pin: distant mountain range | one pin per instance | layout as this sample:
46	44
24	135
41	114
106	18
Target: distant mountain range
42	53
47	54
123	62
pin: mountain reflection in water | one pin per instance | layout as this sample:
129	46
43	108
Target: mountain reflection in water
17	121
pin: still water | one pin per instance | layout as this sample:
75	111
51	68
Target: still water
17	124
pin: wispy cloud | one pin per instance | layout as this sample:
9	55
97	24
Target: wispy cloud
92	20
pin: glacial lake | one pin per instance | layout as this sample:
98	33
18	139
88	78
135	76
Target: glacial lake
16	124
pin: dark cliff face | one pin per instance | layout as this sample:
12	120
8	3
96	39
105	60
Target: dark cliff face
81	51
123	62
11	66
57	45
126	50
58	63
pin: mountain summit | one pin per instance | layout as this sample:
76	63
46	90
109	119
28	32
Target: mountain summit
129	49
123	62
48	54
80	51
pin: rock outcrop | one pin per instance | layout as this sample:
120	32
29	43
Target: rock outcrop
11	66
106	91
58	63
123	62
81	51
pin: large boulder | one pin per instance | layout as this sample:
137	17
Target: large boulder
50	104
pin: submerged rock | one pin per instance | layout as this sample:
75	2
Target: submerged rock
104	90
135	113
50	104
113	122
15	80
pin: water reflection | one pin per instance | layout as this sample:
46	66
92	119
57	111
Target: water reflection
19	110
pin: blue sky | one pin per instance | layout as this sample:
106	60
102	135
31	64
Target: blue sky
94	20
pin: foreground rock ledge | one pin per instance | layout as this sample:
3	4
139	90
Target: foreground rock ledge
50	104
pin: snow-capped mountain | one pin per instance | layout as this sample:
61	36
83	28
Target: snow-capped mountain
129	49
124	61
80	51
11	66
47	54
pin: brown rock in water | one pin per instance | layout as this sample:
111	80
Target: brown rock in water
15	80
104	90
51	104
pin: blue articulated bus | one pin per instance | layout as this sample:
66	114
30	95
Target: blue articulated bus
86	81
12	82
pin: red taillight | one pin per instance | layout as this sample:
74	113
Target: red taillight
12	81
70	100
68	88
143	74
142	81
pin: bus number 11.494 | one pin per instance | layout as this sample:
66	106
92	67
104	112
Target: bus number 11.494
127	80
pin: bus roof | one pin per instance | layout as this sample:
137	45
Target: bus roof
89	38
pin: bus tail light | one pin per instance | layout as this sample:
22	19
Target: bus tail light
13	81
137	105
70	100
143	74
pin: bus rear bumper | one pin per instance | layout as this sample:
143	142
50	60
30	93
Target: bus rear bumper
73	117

**********

_JOB_: Your task is to transcribe the material exactly.

_ANSWER BELOW_:
pin: distant mountain range | one pin per instance | layout as this sample:
46	44
24	135
41	114
106	18
Target: distant mountain range
42	53
47	54
123	62
pin: mountain reflection in water | one pin per instance | layout as this sample:
129	46
43	108
Target: mountain reflection in water
17	121
pin: still water | one pin per instance | layout as this sample:
75	111
51	68
Target: still water
17	124
pin: wispy cloud | one pin per instance | layout as this sample:
9	55
97	24
Target: wispy cloud
92	20
pin: glacial lake | one pin per instance | layout as this sample:
98	33
18	139
88	78
135	76
Target: glacial lake
16	124
pin: dark cliff face | one pin per instance | layout as this sample:
12	120
8	3
96	39
105	60
Target: dark cliff face
81	51
123	62
11	66
57	45
126	50
58	63
pin: mountain summit | one pin per instance | layout as this sample:
76	63
46	90
109	119
28	32
Target: mountain summit
129	49
123	62
48	54
80	51
pin: rock outcrop | one pin per instance | layout as this sample:
120	32
29	43
Target: rock outcrop
11	66
106	91
58	63
123	62
81	51
pin: large boulder | one pin per instance | layout as this sample:
137	17
Target: large boulder
50	104
pin: submerged rock | one pin per instance | layout as this sample:
75	2
Target: submerged rock
104	90
135	113
50	104
113	122
15	80
pin: water reflection | one pin per instance | layout as this sample:
46	66
92	119
57	111
Target: water reflection
19	110
pin: blue sky | one pin per instance | layout as this sample:
106	60
102	135
31	64
Target: blue sky
94	20
pin: foreground rock ledge | one pin per instance | layout as this sample:
3	4
139	90
Target: foreground rock ledge
50	104
pin: snow-capped mountain | one pin per instance | layout as this sample:
61	36
83	28
Target: snow-capped mountain
129	49
124	61
80	51
11	66
47	54
pin: brown rock in water | one pin per instance | layout as this sample:
111	80
Target: brown rock in water
15	80
104	90
51	104
pin: blue articulated bus | one pin per instance | layout as this sample:
66	114
30	95
Target: blue articulated bus
86	81
12	82
pin: red taillight | one pin per instance | layout as this sample:
74	113
Target: red taillight
12	81
70	100
68	88
143	74
142	81
pin: bus number 11.494 | one pin per instance | layout as this sample:
66	106
92	67
104	112
Target: bus number 11.494
127	80
pin: bus roof | one pin per instance | layout as this sample:
137	45
Target: bus roof
89	38
pin: bus tail light | one pin per instance | layout as this sample:
22	19
Target: bus tail light
13	81
137	105
70	100
143	74
pin: bus rear bumper | one pin per instance | layout as this sample:
143	142
50	60
30	93
Target: bus rear bumper
73	117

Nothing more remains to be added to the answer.